SET PROBLEM —
In the credit agreement filing below, please transcribe word for word the part that opens with the words "Interest rates on" and closes with "working capital requirements.".

SUPPLIED TEXT —

▬▬▬▬▬▬

Emerging growth company
¨
If an emerging growth company, indicate
by check mark if the registrant has elected not to use the extended transition period for complying with any new or revised financial
accounting standards provided pursuant to Section 13(a) of the Exchange Act. ¨
| Item 1.01. |
Entry into a Material Definitive Agreement. |
On December 11, 2025, Philip Morris International
Inc. (“PMI”) entered into a credit agreement, effective as of January 29, 2026 (the “Credit Agreement”),
relating to a senior unsecured revolving credit facility (the “Facility”) with the lenders named therein, Citibank Europe
plc, UK Branch, as facility agent, and Citibank, N.A., as swingline agent. The Facility provides for borrowings up to an aggregate principal
amount of US$2.0 billion (or the equivalent in Euro) and expires on January 29, 2031, unless extended as further described in the
Credit Agreement.
Interest rates on borrowings under the Facility
will be based on prevailing interest rates for U.S. Dollars or Euro, as applicable, and as further described in the Credit Agreement.
The Facility will be used for general corporate purposes, including to meet working capital requirements.

▬▬▬▬▬▬

DATASET ENTRIES —
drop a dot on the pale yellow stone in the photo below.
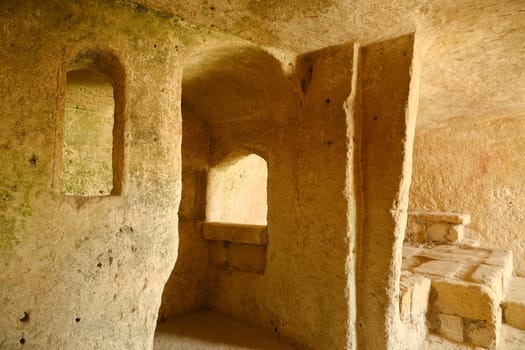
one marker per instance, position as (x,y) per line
(468,300)
(247,257)
(445,217)
(491,276)
(439,268)
(437,232)
(451,327)
(249,234)
(514,303)
(482,333)
(456,233)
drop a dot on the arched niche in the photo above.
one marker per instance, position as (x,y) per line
(90,151)
(237,191)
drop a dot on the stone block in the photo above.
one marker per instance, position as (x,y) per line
(456,233)
(248,234)
(439,268)
(464,299)
(448,217)
(218,252)
(514,303)
(450,255)
(405,301)
(409,251)
(247,257)
(491,276)
(451,327)
(437,232)
(420,294)
(415,231)
(503,258)
(481,332)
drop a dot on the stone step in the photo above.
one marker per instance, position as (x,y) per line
(514,303)
(467,285)
(443,227)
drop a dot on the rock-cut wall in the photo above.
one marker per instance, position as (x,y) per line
(88,272)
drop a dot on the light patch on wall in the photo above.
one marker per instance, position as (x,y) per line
(88,134)
(237,191)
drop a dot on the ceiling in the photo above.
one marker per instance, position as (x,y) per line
(472,51)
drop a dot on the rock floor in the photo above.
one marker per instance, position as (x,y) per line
(511,339)
(207,330)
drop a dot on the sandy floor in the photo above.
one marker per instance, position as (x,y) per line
(205,330)
(511,339)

▬▬▬▬▬▬

RESULT OF THIS TASK —
Interest rates on borrowings under the Facility
will be based on prevailing interest rates for U.S. Dollars or Euro, as applicable, and as further described in the Credit Agreement.
The Facility will be used for general corporate purposes, including to meet working capital requirements.